Required work »
a. In the forum thread about Outlook not starting, which program must be ended during shutdown?
b. Continue the forum thread about Outlook not starting from its last post.

Excerpted passage »
/---

# Outlook won't start



## chorusgirl (Nov 7, 2005)

Having worked without problem for the last couple of years, suddenly Outlook won't start from the desktop icon, the Start Menu, the Taskbar or the icon in Programs. When I try to open Outlook the "eggtimer" hovers for a while then stops and nothing happens. I have tried restarting the computer and Outlook works OK the first time but then goes back to the above behaviour. I am running Windows XP and Office Pro XP and have tried updates for both. I have also tried running the Repair programme from the Office Setup Disk. I don't know whether it is connected but, when I close down I get an Ending Program "CiceroUIWndFrame" which I have to End Now. Then Outlook appears but with an error and I have to reselect Shutdown. I have studied similar problems but I don't understand the responses.

Thanks in advance


----------



## EAFiedler (Apr 25, 2000)

Hi *chorusgirl*

See this link:
http://www.attention-to-details.com/newslog/391-remove-cicerouiwndframe-to-avoid-crashes.asp

Let us know if that helps or not.

\---

Region annotation entries »
/---

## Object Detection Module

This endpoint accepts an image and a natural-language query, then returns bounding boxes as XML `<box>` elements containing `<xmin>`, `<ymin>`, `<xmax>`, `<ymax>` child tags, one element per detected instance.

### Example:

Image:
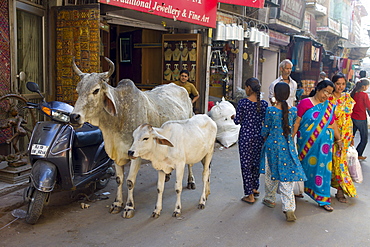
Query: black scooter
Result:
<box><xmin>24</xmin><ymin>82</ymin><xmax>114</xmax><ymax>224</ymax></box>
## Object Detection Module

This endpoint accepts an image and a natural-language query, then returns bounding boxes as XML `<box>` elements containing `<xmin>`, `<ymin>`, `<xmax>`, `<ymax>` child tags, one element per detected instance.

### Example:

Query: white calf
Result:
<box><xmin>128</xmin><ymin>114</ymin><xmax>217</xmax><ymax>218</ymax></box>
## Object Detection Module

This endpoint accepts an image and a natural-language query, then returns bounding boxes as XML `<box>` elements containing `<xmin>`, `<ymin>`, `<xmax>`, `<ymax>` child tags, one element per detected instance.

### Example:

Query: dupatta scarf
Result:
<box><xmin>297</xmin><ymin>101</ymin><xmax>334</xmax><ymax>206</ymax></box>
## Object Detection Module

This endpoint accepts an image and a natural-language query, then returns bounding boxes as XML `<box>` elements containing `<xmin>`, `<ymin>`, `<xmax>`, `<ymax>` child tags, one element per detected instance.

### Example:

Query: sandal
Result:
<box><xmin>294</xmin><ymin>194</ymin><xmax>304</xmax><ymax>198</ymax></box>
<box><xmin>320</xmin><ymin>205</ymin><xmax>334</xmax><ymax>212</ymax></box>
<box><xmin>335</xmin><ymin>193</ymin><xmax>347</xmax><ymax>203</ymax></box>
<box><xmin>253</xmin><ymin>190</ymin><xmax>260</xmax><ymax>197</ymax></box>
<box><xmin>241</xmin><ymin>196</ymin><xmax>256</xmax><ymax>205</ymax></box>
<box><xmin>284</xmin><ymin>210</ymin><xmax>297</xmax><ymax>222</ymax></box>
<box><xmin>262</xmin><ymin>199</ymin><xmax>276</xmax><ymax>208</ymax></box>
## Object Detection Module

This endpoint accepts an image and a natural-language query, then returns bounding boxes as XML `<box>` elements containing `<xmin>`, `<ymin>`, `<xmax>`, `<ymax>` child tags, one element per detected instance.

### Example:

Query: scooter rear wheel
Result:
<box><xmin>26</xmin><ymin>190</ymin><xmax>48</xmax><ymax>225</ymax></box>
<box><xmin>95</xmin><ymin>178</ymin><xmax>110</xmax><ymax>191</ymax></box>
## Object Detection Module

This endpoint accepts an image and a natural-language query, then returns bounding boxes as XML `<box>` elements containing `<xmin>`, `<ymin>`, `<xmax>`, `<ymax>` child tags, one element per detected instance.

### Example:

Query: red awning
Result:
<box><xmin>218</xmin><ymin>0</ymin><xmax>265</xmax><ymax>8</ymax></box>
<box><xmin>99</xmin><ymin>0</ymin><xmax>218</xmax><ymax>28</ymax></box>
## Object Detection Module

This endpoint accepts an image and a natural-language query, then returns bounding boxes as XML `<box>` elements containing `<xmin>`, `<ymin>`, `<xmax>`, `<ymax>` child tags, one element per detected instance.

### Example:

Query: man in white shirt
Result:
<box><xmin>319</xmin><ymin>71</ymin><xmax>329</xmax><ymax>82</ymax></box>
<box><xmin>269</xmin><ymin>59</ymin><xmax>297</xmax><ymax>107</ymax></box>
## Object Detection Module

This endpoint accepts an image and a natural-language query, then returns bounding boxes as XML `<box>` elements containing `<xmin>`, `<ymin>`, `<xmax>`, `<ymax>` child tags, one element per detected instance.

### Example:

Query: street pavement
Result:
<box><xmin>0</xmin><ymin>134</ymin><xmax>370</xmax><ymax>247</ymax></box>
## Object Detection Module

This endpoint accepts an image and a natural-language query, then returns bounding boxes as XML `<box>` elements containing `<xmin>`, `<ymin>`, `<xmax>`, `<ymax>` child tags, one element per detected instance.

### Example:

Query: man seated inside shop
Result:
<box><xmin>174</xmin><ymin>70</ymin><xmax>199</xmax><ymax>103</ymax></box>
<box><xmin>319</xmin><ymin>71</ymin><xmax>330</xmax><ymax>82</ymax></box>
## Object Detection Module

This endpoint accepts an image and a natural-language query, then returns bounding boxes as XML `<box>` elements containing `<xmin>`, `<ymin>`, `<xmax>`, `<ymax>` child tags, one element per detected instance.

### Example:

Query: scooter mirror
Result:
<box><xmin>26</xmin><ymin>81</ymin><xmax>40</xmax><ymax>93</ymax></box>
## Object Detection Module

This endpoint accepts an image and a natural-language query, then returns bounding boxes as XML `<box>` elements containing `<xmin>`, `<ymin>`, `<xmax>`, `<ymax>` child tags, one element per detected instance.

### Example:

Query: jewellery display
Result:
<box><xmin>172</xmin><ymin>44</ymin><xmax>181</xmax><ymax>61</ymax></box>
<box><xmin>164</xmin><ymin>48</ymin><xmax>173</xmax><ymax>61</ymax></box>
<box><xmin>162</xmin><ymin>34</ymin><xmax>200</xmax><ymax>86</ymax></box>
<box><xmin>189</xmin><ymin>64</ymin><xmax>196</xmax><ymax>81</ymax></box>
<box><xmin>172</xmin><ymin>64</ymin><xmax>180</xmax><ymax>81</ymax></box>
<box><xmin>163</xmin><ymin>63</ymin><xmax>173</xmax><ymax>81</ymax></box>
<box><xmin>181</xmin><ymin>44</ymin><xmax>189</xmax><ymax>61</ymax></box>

\---

Answers below »
a. CiceroUIWndFrame

b.
----------



## chorusgirl (Nov 7, 2005)

Thanks. There is quite a lot of information here but I worked through the instructions to disable ctfmon.exe and I no longer get the 'CiceroUIWndFrame' message . However, when I shutdown, the End Program box names the most recent message in my Inbox, which I have already closed. When I select End Now it closes the box but boots up Outlook which I have to close before I can shutdown. Could there be a problem with the Outlook shutdown? I am reluctant to remove and reinstall Outlook because I do not want to lose all my data.


----------



## chorusgirl (Nov 7, 2005)

I should add that I have recently installed a Logitech wireless keyboard and mouse - could this have anything to do with it?


----------



## EAFiedler (Apr 25, 2000)

Sorry, I don't know if the wireless keyboard and mouse are causing the problem.
Have you tried uninstalling them and using the previous mouse and keyboard to see if the behavior persists?

Let's see if a new Profile helps:
First, start Outlook 2002 and locate the directory where your .pst file is stored for the original Profile by right clicking the top folder: 
Properties for "Personal Folder" > Advanced button
In the *Filename:* field, you will find the directory.
Copy and paste that directory to Notepad or open Windows Explorer and navigate to that directory or paste the directory path in the Address Bar.


With Outlook 2002 closed, create a new Profile to see if the error occurs in the new Profile as well.
Control Panel > Mail Icon
Change the selection to: *Prompt for a Profile to be used*

Show Profiles > Add
Recreate your e-mail account.


Start Outlook 2002 and select the new Profile.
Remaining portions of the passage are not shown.